Provided records
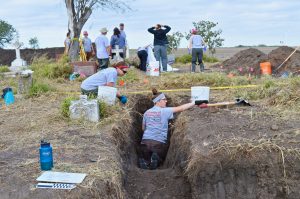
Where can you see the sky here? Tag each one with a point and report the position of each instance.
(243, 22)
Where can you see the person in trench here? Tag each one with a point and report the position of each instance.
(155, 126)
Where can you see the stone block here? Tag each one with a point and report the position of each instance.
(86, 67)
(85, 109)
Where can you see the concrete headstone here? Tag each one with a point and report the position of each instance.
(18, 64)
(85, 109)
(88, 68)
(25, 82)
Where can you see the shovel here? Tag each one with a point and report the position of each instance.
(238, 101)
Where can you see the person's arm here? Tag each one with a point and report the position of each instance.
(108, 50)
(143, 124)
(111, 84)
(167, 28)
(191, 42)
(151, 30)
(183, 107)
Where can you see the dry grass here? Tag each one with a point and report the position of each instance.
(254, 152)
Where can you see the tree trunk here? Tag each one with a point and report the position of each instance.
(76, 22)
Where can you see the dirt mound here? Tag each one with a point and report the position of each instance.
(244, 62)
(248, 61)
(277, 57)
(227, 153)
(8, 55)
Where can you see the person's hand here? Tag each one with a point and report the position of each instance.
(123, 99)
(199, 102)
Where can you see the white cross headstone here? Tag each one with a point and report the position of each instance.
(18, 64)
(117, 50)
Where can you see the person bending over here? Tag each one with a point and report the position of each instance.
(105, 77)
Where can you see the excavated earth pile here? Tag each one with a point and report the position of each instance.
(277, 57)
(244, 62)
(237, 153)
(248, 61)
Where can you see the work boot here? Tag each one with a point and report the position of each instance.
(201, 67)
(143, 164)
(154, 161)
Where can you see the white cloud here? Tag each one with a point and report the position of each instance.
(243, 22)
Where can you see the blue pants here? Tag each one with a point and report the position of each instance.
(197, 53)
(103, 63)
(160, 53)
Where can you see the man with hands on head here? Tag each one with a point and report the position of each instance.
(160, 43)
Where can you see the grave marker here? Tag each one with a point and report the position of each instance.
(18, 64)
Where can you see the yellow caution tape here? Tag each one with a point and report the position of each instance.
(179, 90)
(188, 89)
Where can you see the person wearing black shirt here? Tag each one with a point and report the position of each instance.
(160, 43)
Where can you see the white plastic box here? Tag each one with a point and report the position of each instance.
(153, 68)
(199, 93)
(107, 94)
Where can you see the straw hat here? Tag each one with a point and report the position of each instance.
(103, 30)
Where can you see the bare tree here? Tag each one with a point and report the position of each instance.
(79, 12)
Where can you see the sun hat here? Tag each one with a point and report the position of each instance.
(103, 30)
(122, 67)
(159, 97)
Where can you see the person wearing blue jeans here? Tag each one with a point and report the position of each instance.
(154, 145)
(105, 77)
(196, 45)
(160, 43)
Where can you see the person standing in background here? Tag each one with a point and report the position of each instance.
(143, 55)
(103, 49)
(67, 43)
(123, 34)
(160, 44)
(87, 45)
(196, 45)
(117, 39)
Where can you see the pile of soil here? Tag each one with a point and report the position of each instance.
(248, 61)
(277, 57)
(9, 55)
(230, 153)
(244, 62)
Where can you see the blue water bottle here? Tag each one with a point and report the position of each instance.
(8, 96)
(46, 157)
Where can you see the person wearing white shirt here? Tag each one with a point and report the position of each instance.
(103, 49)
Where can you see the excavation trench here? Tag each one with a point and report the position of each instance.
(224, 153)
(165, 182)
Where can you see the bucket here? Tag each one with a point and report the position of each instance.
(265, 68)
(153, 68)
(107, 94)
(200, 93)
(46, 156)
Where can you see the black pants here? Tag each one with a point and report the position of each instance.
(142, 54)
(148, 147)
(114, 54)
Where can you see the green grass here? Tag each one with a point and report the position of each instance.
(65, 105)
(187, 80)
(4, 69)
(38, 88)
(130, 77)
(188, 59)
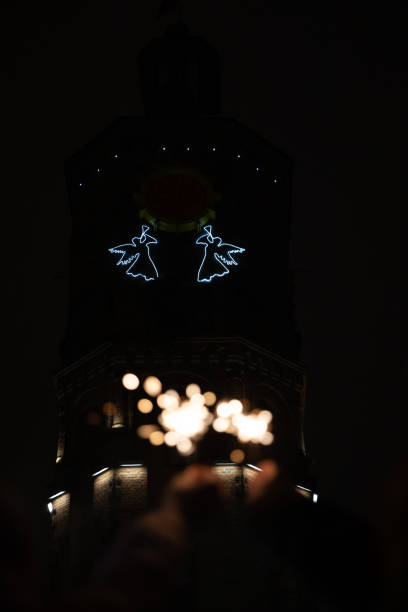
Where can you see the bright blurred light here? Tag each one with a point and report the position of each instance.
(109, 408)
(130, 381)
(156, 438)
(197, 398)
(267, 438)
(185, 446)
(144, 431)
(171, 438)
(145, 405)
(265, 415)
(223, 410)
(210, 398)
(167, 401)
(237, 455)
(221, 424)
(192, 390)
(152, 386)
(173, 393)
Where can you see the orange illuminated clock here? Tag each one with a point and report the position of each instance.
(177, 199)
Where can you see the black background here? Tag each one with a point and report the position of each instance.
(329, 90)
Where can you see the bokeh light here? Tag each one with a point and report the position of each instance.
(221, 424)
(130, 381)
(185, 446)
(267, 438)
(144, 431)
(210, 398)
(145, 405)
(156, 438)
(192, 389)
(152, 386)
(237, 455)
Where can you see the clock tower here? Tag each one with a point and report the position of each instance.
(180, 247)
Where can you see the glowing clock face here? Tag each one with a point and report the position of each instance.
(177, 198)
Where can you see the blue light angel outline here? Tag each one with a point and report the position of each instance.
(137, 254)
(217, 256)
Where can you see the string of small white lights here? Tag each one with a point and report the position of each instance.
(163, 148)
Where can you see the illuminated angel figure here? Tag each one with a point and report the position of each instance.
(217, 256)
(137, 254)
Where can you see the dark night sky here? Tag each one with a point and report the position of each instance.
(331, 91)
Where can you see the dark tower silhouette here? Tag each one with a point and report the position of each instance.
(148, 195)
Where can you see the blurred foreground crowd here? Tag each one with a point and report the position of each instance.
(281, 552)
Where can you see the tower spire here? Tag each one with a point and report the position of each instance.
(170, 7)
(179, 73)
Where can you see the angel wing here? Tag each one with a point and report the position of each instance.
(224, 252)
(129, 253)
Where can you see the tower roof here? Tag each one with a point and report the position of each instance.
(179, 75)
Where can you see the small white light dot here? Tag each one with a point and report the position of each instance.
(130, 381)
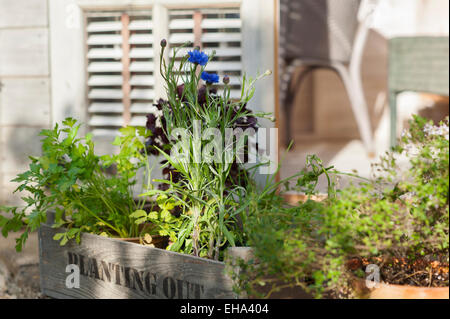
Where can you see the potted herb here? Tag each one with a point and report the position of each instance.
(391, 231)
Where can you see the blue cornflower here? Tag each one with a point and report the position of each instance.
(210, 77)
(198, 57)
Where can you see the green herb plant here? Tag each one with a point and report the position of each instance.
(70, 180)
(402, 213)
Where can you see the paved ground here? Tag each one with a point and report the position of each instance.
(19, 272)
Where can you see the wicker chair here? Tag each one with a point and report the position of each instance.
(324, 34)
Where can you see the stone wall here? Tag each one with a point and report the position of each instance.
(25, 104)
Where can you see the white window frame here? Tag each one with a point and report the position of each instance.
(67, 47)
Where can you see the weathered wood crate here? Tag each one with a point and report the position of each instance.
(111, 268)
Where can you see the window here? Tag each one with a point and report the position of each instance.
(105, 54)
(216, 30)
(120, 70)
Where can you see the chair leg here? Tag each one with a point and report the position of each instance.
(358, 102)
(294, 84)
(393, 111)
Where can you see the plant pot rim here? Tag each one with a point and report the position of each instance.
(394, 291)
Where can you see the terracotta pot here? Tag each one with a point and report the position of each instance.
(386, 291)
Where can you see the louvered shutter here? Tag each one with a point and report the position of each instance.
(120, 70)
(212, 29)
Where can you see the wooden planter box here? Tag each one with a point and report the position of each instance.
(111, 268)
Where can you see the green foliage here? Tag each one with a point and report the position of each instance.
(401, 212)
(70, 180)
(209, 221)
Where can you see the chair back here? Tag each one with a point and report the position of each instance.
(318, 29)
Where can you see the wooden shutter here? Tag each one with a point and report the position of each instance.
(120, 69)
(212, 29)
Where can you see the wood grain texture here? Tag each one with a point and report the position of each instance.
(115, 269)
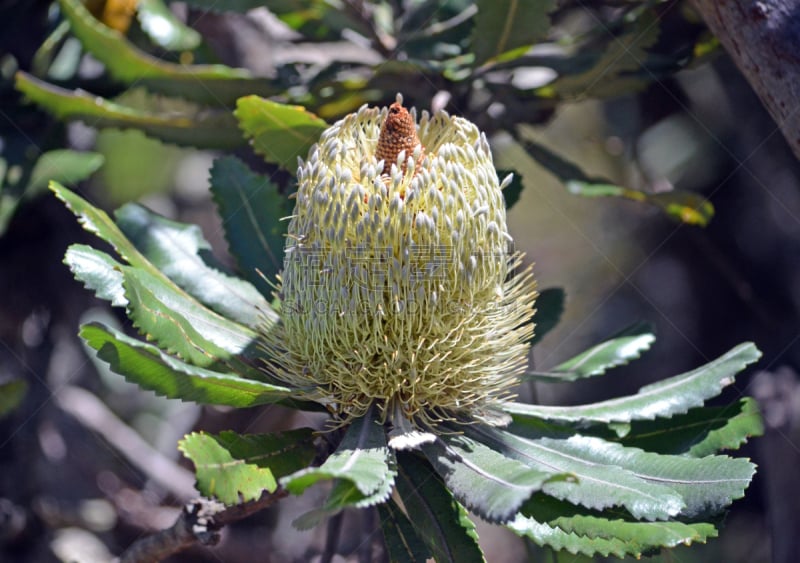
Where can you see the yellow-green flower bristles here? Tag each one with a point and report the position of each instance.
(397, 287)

What this task involves
Line for line, retype the material exactly, omitting any pictures.

Written solution
Where can you see the sky here? Tag each one with a point and report the position of each instance.
(243, 22)
Where can you see the person in trench here? Tag each one with a point and report the position of each instance.
(155, 126)
Where can you see the stone block here? Tag each one with a point and report the position of each instance.
(86, 67)
(85, 109)
Where can you see the concrete headstone here? Tag each one with a point and report the position of each instance.
(18, 64)
(85, 109)
(88, 68)
(25, 82)
Where can you see the shovel here? Tag each one with a point and report the position of each instance.
(238, 101)
Where can you see the person's arm here? Tag each one with a point and report the position of each instance.
(108, 50)
(143, 124)
(111, 84)
(167, 28)
(191, 42)
(151, 30)
(183, 107)
Where can you see the dry grass here? Tag each one with a point and report the position of each instance.
(254, 152)
Where can you see the tree trunk here? Tag each one with a point and report the position of each instance.
(76, 22)
Where can you see the dirt mound here? Tag each one with a point and report the position of each instance.
(244, 62)
(248, 61)
(277, 57)
(227, 153)
(8, 55)
Where can you see the person's hand here? Tag each one with a point and report the position of each instance.
(123, 99)
(199, 102)
Where can you see the white cross headstone here? Tag each one with a point and report the position of each instance.
(18, 64)
(117, 50)
Where can you see the person bending over here? Tag each one with a point and report the position of each instance.
(105, 77)
Where can you see the excavated earth pile here? Tag each one with a point and report the position of each instance.
(277, 57)
(244, 62)
(237, 153)
(248, 61)
Where can you see the work boot here? Tag each one with a point and report the position of each instance.
(201, 67)
(143, 164)
(154, 161)
Where can you see the white cloud here? Tag each one with a point and report the position of each instance.
(243, 22)
Where can you see the blue pants here? Tag each one with a point and report the position of each instance.
(197, 53)
(103, 63)
(160, 53)
Where can you see the man with hands on head here? Tag each one with a point and report the position of each instance.
(160, 43)
Where can you see the grave marker here? Tag each one with a point and report the position of each instance.
(18, 64)
Where can you see the yellow caution tape here? Tag each one with a point and report the position of each instance.
(179, 90)
(188, 89)
Where can you see the person wearing black shirt here? Tag each one with a point and report the position of each instance.
(160, 43)
Where can you see the white plastic box here? Tag each one with a point and report the position of each instance.
(153, 68)
(199, 93)
(107, 94)
Where can you see the straw hat here? Tag each one with a point and report the position of each instance.
(103, 30)
Where can you see the bare tree here? Tag each one with a point and report the position of each instance.
(79, 12)
Where can you see the sun hat here? Tag each one with a point and report the position of each instance.
(103, 30)
(122, 67)
(159, 97)
Where can you see the person wearing blue jeans here? Tag each one with a point and report the position of each instance.
(154, 145)
(105, 77)
(196, 45)
(160, 43)
Where can you see the person standing in background here? Tag each one with a point and report the position of each instance.
(143, 55)
(103, 49)
(67, 43)
(123, 34)
(160, 44)
(87, 45)
(196, 45)
(117, 39)
Where can you see the pile of soil here? Tag each one with a point and report the position of each instance.
(248, 61)
(277, 57)
(9, 55)
(230, 153)
(244, 62)
Where can you see the blue water bottle here? Tag each one with a point and report the position of each instance.
(8, 96)
(46, 157)
Where can you see the person wearing white shirt here? Tag each one with a point and report the position of each instance.
(103, 49)
Where can you see the excavation trench here? Tag each one with a point and report the position of each instance.
(224, 153)
(165, 182)
Where can you see the bucket here? Tag each one with a point and report the position of each instance.
(265, 68)
(153, 68)
(107, 94)
(200, 93)
(46, 156)
Where can you see the black pants here? Tag each one with a point and report the position of each instance.
(142, 54)
(148, 147)
(114, 54)
Where can you see the green grass here? Tag each one with a point and report the position of each instance.
(65, 105)
(187, 80)
(4, 69)
(38, 88)
(130, 77)
(188, 59)
Where can you see the bright blurred light here? Tag each one with a point and report the position of each instance.
(109, 408)
(130, 381)
(156, 438)
(197, 398)
(267, 438)
(185, 446)
(144, 431)
(171, 438)
(145, 405)
(265, 415)
(223, 410)
(210, 398)
(167, 401)
(237, 455)
(221, 424)
(192, 390)
(152, 386)
(173, 393)
Where can you see the orange illuminated clock here? Tag each one with a point and report the position of each instance.
(177, 199)
Where can you see the black background here? Tag each one with a point and report the position of each instance.
(329, 90)
Where can you see the bokeh light here? Tag each one with a point and report the position of each instance.
(221, 424)
(130, 381)
(185, 446)
(267, 438)
(144, 431)
(210, 398)
(145, 405)
(156, 438)
(192, 389)
(152, 386)
(237, 455)
Where can you see the clock tower here? Tag each one with a point and report the position of each instance.
(180, 247)
Where can you see the glowing clock face here? Tag each one with a point and report the position of each instance.
(177, 198)
Where can you see the blue light angel outline here? Tag each one with a point and report the position of each instance.
(137, 254)
(217, 256)
Where can you see the string of small white lights here? Tag each one with a point and report the position of each instance.
(163, 148)
Where can you see the illuminated angel figure here? Tag each one with a point and report the position of each instance.
(217, 256)
(137, 254)
Where can you see the dark night sky here? Tag each one with a point and report the position of each instance.
(331, 91)
Where can you see the dark tower silhouette here? Tag each one with a point and report the position of each instance.
(148, 195)
Where can you see the blurred foreground crowd here? Tag each one with a point and report the position of each instance.
(281, 552)
Where can you see the tower spire here? Tag each one with a point and report the position of each instance.
(170, 7)
(179, 73)
Where can you see the angel wing here? Tag each one with a point and report the position of each instance.
(224, 252)
(129, 253)
Where can you see the tower roof here? Tag each one with a point and report the position of each instance.
(179, 75)
Where can you see the small white light dot here? Tag each one with a point and report the position of each instance.
(130, 381)
Where can you see the potted herb here? Tag each one with a point and report the position of each instance.
(391, 231)
Where can you see the blue cornflower here? Tag each one with a point and report the position of each instance.
(210, 77)
(198, 57)
Where can you see the green herb plant here? Tag each one with a point and report the position of each instance.
(70, 180)
(402, 213)
Where can you see the paved ground here? Tag each one with a point and report the position of each instance.
(19, 272)
Where can you see the wicker chair here? Tag each one with a point and report the position of each instance.
(324, 34)
Where can you see the stone wall here? Tag each one with a point and report the position of each instance.
(25, 104)
Where can you see the white window frame here? Tag each one with a point and report the position of each instance.
(67, 47)
Where can you see the weathered wood crate here? Tag each one with a point and report the position of each instance.
(111, 268)
Where can you see the window here? Tag each one with a point and report the position of each instance.
(105, 54)
(216, 30)
(120, 70)
Where can you see the chair leg here? Tag each one with a point and report the position of each instance.
(358, 102)
(294, 84)
(393, 111)
Where can you see the plant pot rim here? Tag each one with a point and report the position of each instance.
(394, 291)
Where can you see the terracotta pot here? Tag each one with a point and report the position of each instance.
(386, 291)
Where can you see the louvered shutter here? Tag each one with a point and report the position of each instance.
(120, 70)
(212, 29)
Where can you see the wooden planter box here? Tag each one with a point and report the position of each instance.
(111, 268)
Where can you see the green foliage here? Tag each one with a point and report the position of each instance.
(401, 212)
(70, 180)
(209, 221)
Where can you see the chair back here? Tag each one with a point and report the position of each instance.
(318, 29)
Where can you see the wooden shutter here? Tag each one with a point and report the position of each instance.
(120, 69)
(212, 29)
Where can you see the wood grain texture here? Tag each one with a point and report the position of each instance.
(115, 269)
Where can you see the yellow-green flower bristles here? Tag each one with a point and report the position of each instance.
(397, 287)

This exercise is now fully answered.